Exercise objective: Reproduce each of the following records verbatim, without altering any character.

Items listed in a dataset

start

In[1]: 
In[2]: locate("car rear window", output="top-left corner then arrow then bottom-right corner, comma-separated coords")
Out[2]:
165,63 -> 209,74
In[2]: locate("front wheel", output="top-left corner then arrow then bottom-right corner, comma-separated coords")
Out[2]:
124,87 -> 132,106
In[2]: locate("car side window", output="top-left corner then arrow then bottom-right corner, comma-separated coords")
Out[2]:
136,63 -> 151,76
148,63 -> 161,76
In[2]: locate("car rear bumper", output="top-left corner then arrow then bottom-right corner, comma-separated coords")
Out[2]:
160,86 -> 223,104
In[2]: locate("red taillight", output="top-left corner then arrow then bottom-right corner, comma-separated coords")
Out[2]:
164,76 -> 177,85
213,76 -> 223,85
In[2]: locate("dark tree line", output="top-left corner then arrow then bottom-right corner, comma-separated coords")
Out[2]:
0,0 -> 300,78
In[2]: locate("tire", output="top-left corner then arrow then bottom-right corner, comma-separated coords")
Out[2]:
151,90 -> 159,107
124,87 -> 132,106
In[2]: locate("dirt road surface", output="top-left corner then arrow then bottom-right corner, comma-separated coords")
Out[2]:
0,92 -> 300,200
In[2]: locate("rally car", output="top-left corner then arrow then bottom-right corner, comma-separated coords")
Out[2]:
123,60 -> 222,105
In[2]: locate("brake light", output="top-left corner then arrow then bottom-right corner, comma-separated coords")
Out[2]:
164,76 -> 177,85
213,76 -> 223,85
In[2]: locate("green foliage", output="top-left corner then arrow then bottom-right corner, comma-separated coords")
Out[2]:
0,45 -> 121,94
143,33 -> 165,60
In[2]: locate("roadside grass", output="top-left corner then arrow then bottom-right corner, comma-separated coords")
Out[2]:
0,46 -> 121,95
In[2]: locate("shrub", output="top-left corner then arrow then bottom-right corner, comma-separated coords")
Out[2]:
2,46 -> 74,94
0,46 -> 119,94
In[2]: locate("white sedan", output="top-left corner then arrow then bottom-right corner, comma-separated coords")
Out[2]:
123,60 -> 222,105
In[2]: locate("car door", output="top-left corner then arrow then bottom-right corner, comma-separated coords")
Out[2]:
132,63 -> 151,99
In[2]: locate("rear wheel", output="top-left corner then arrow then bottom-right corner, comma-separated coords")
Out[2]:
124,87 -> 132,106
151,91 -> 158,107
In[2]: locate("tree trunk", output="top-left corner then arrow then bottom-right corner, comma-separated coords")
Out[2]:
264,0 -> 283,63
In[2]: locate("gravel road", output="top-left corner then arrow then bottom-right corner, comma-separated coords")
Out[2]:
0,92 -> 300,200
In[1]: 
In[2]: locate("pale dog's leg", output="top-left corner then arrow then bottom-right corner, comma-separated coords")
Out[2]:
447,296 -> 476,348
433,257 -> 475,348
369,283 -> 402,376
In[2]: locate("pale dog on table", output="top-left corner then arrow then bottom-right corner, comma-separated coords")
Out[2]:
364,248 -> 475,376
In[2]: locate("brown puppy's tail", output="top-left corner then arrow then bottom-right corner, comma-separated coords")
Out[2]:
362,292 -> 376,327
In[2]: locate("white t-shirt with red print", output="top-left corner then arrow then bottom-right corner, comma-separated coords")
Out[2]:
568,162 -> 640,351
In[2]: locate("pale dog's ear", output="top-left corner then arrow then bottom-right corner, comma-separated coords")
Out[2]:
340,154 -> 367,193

end

Written answer:
In[1]: 
In[2]: locate("car rear window", output="top-left corner then arrow then bottom-right corner, comma-separated coords")
Out[2]:
165,63 -> 209,74
In[2]: locate("front wheel", output="top-left corner then arrow then bottom-right corner, comma-separated coords")
Out[2]:
124,87 -> 132,106
In[2]: locate("car side window", output="top-left corner then arrow then bottom-right corner, comma-separated coords")
Out[2]:
136,63 -> 151,76
148,63 -> 161,76
In[2]: locate("car rear bumper", output="top-left corner then arrow then bottom-right corner, comma-separated coords")
Out[2]:
160,86 -> 223,104
In[2]: locate("red taillight", output="top-left corner then arrow then bottom-right corner, comma-separated coords")
Out[2]:
164,76 -> 177,85
213,76 -> 223,85
In[2]: locate("dark tree line", output="top-left corner then arrow then bottom-right corner, comma-separated coords")
Out[2]:
0,0 -> 300,78
In[2]: locate("tire", output="top-left corner then arrow then bottom-right corner, comma-separated coords")
Out[2]:
151,90 -> 159,107
124,87 -> 132,106
In[2]: locate("dirt road surface", output="top-left corner then arrow then bottom-right corner, comma-separated coords")
Out[2]:
0,92 -> 300,200
In[2]: locate("rally car", output="top-left corner then arrow then bottom-right corner, comma-separated coords")
Out[2]:
123,60 -> 222,105
In[2]: locate("brake light", output="top-left corner then arrow then bottom-right corner, comma-separated coords")
Out[2]:
164,76 -> 177,85
213,76 -> 223,85
In[2]: locate("green foliage", output="top-left corner then arrow then bottom-right corner, comma-separated coords")
Out[2]:
0,45 -> 121,94
143,33 -> 165,60
In[2]: locate("roadside grass", output="top-left corner then arrow then bottom-right corner, comma-separated coords")
Out[2]:
0,46 -> 121,95
In[2]: locate("shrub", output="top-left corner then arrow then bottom-right corner, comma-separated coords")
Out[2]:
2,46 -> 74,94
0,46 -> 119,94
In[2]: locate("white sedan", output="top-left corner then arrow then bottom-right corner, comma-separated coords")
Out[2]:
123,60 -> 222,105
In[2]: locate("car door", output="top-left corner then arrow then bottom-right corner, comma-separated coords")
Out[2]:
132,63 -> 151,99
In[2]: locate("rear wheel", output="top-left corner then arrow then bottom-right corner, comma-separated coords")
Out[2]:
124,87 -> 132,106
151,91 -> 158,107
In[2]: locate("tree trunk", output="top-left corner then arrow then bottom-right corner, comma-separated coords")
Out[2]:
264,0 -> 283,63
In[2]: locate("gravel road", output="top-left corner then arrow then bottom-right corner, comma-separated coords")
Out[2]:
0,92 -> 300,200
In[1]: 
In[2]: locate("pale dog's leg", output="top-left corner then arrow then bottom-right corner, comma-separated coords")
Out[2]:
447,296 -> 476,348
433,257 -> 475,348
369,283 -> 402,376
In[2]: locate("pale dog on table", output="top-left corner then arrow then bottom-right corner, comma-separated coords")
Out[2]:
364,248 -> 475,376
In[2]: locate("brown puppy's tail", output="top-left corner then arrow then bottom-right corner, comma-separated coords")
Out[2]:
362,292 -> 376,327
In[2]: locate("white t-shirt with red print", output="top-left corner then arrow then bottom-right corner, comma-separated coords")
Out[2]:
568,162 -> 640,351
In[2]: locate("pale dog's ear", output="top-left corner then arrow then bottom-right corner, comma-separated coords")
Out[2]:
340,154 -> 367,193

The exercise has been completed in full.